Data listing:
:::

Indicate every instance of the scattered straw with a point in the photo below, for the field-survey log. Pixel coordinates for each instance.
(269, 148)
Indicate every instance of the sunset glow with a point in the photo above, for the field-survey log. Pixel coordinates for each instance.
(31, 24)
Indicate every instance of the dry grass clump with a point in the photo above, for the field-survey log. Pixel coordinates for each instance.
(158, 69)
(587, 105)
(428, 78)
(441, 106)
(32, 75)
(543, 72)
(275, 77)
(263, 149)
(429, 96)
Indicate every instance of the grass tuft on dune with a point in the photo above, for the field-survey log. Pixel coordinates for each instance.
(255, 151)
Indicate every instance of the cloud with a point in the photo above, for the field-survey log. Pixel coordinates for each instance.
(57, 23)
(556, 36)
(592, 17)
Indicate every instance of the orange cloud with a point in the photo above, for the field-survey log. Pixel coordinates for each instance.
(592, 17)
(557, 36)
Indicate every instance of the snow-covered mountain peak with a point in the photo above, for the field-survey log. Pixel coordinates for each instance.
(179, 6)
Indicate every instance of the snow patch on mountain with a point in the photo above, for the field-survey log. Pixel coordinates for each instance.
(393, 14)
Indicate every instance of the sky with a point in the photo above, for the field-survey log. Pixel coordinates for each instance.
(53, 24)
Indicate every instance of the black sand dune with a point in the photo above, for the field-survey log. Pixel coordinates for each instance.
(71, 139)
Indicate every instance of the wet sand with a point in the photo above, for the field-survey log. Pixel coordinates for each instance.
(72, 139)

:::

Transcribe the entire data listing above verbatim, every line in its original order.

- [RESPONSE FOR THIS EXERCISE]
Indicate every instance of the scattered straw with a point in the photo below, for the field-survey log. Pixel coordinates for each instance.
(269, 148)
Indicate every instance of the sunset glow with a point in the photo above, for the field-survey log. Pixel coordinates for each instance.
(31, 24)
Indicate every instance of the dry grass clump with a point in the photo above, for the field-survey log. Pixel coordinates for each instance.
(158, 69)
(587, 105)
(428, 78)
(441, 106)
(32, 75)
(543, 72)
(275, 77)
(263, 149)
(429, 96)
Indicate every instance of the grass tuft on dune with a point in the photo above, for the field-survey log. Pixel coordinates for each instance.
(255, 151)
Indicate every instance of the cloud with a point in the photo above, for the field-survey log. Pixel coordinates for each instance.
(57, 23)
(556, 36)
(592, 17)
Indicate every instance of the orange cloud with a point in the photo above, for the field-survey log. Pixel coordinates for each instance.
(592, 17)
(557, 36)
Indicate every instance of the snow-covered mountain peak with a point in the photo above, for the field-survey log. Pixel coordinates for each instance.
(179, 6)
Indicate every instance of the snow patch on mountain with a point in the photo above, for the field-survey log. Pixel coordinates for each instance.
(393, 14)
Indicate every instance of the sky with a point in the photo above, for the field-survey log. Pixel coordinates for each instance.
(53, 24)
Indicate every instance of the black sand dune with a point in the photo above, for the field-survey log. Pixel coordinates for each instance.
(71, 139)
Indicate every instance of the wet sand with a point in the photo above, for the field-survey log. Pixel coordinates for each instance.
(72, 139)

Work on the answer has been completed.